> Direction 1
List every full date (day, month, and year) that appears in the Ross Matheson profile, counting each date once.
> Direction 2
Please rewrite the Ross Matheson profile between "Grand Slam singles" and "2R (1995, 1996)", inclusive, replacing "Wimbledon" with "Queen's Club".
> Direction 3
Continue the Ross Matheson profile from its last sentence.
begin Document text
Ross Matheson
- Country (sports): Great Britain
- Born: 27 May 1970 (age 54) Glasgow, Scotland
- Height: 6 ft 4 in (193 cm)
- Turned pro: 1992
- Plays: Right-handed
- Prize money: $79,011

Singles
- Career record: 1-4
- Career titles: 0
- Highest ranking: No. 241 (12 Jun 1995)

Grand Slam singles results
- Wimbledon: 1R (1993, 1995)

Doubles
- Career record: 2-5
- Career titles: 0
- Highest ranking: No. 216 (28 Aug 1995)

Grand Slam doubles results
- Wimbledon: 2R (1995, 1996)

= Ross Matheson (tennis) =

British tennis player

Ross Matheson (born 27 May 1970) is a former professional tennis player from Scotland.

==College tennis==
Matheson played collegiate tennis in the United States, first at the University of Oklahoma and then at Arizona State University.
end Document text
begin Supplied records
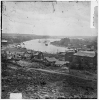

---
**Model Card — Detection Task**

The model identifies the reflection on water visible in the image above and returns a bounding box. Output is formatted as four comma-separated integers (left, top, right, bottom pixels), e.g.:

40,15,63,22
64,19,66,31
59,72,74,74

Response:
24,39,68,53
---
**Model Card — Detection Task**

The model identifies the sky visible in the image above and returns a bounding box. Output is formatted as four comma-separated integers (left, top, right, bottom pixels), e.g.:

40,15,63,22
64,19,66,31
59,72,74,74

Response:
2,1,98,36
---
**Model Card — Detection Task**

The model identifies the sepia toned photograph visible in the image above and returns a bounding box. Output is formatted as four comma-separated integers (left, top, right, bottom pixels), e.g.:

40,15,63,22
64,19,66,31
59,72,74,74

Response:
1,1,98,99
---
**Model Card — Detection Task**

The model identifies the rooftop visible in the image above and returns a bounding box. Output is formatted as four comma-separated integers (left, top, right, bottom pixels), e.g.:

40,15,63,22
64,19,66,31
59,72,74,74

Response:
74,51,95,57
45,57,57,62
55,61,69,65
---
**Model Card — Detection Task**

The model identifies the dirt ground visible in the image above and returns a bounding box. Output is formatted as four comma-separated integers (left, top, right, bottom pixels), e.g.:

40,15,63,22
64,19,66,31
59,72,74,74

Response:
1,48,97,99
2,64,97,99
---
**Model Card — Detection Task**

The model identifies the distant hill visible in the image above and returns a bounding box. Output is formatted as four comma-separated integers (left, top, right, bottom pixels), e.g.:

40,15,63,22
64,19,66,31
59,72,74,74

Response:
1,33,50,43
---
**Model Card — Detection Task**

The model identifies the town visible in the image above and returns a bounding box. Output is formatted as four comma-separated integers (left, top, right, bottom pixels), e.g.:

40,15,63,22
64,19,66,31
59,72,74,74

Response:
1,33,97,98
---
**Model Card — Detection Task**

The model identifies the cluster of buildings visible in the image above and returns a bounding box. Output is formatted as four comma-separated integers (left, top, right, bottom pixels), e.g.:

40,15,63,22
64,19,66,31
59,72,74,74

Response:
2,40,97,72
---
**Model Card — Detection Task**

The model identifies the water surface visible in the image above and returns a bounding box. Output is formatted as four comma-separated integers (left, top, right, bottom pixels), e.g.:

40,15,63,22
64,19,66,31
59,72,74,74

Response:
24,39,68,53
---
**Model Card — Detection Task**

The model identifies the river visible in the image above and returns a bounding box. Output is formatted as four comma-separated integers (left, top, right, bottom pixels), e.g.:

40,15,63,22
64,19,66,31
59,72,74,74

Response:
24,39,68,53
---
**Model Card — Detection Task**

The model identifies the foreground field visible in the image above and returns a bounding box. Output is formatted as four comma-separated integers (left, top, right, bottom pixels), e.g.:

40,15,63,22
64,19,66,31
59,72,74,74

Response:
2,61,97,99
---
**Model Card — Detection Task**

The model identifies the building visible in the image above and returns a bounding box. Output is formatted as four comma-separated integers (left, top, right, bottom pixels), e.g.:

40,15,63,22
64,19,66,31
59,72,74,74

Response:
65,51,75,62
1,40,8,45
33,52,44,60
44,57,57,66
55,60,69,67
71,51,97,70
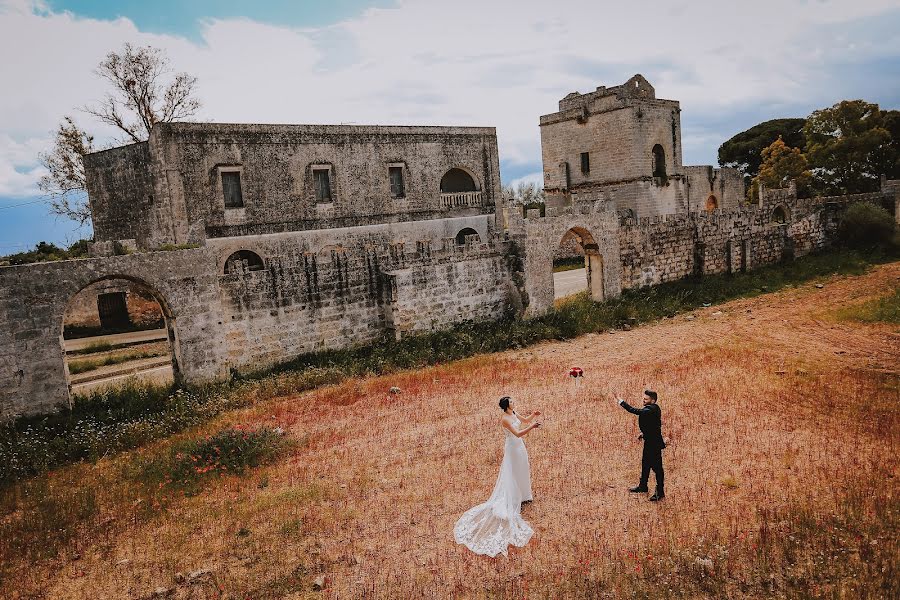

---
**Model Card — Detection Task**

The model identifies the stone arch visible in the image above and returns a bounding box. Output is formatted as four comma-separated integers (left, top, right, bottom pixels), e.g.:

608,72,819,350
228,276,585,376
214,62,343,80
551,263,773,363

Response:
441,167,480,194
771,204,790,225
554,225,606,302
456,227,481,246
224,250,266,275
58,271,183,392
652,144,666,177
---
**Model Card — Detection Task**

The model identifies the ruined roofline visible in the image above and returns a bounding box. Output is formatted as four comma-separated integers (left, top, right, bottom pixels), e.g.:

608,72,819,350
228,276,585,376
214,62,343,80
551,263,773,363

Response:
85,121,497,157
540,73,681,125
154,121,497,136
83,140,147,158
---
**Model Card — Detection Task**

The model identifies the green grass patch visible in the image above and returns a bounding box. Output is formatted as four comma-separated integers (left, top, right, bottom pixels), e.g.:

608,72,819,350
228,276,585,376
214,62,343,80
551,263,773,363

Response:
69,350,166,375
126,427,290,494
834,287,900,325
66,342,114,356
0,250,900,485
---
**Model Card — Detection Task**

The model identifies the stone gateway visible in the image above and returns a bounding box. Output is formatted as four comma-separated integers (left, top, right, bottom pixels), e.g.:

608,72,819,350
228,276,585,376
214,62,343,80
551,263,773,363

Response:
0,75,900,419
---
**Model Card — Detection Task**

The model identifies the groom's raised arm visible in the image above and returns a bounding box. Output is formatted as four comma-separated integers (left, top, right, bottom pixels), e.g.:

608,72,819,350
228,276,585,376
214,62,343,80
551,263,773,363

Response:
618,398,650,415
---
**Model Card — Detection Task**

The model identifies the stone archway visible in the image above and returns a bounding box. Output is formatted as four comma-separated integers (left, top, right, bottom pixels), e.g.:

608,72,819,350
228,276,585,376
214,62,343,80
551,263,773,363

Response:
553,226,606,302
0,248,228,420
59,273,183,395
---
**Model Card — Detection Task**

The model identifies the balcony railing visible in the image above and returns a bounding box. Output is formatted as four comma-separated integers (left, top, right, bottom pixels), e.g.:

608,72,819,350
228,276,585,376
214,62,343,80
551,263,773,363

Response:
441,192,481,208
end Supplied records
> Exercise output 1
27 May 1970; 12 Jun 1995; 28 Aug 1995

> Exercise output 2
Grand Slam singles results
- Queen's Club: 1R (1993, 1995)

Doubles
- Career record: 2-5
- Career titles: 0
- Highest ranking: No. 216 (28 Aug 1995)

Grand Slam doubles results
- Queen's Club: 2R (1995, 1996)

> Exercise output 3
==Professional career==
Matheson had the best win of his professional career at the 1993 Stella Artois Championships (Queen's), where he defeated 13th seed Jakob Hlasek in the opening round, despite being ranked 563rd in the world.

He appeared in the main singles draw at Wimbledon twice and was beaten in the first round on each occasion, to João Cunha-Silva in 1993 and David Wheaton in 1995, both in four sets.

He is the club manager at the All England Lawn Tennis and Croquet Club (2015).

==Personal life==
Matheson is the son of Harry Matheson, who competed in the 1963 Wimbledon Championships. His mother, Carole, was also a tennis player.
Ross and his wife Pam appeared in a 2021 episode of the Channel 4 TV show Location Location Location. They have two sons.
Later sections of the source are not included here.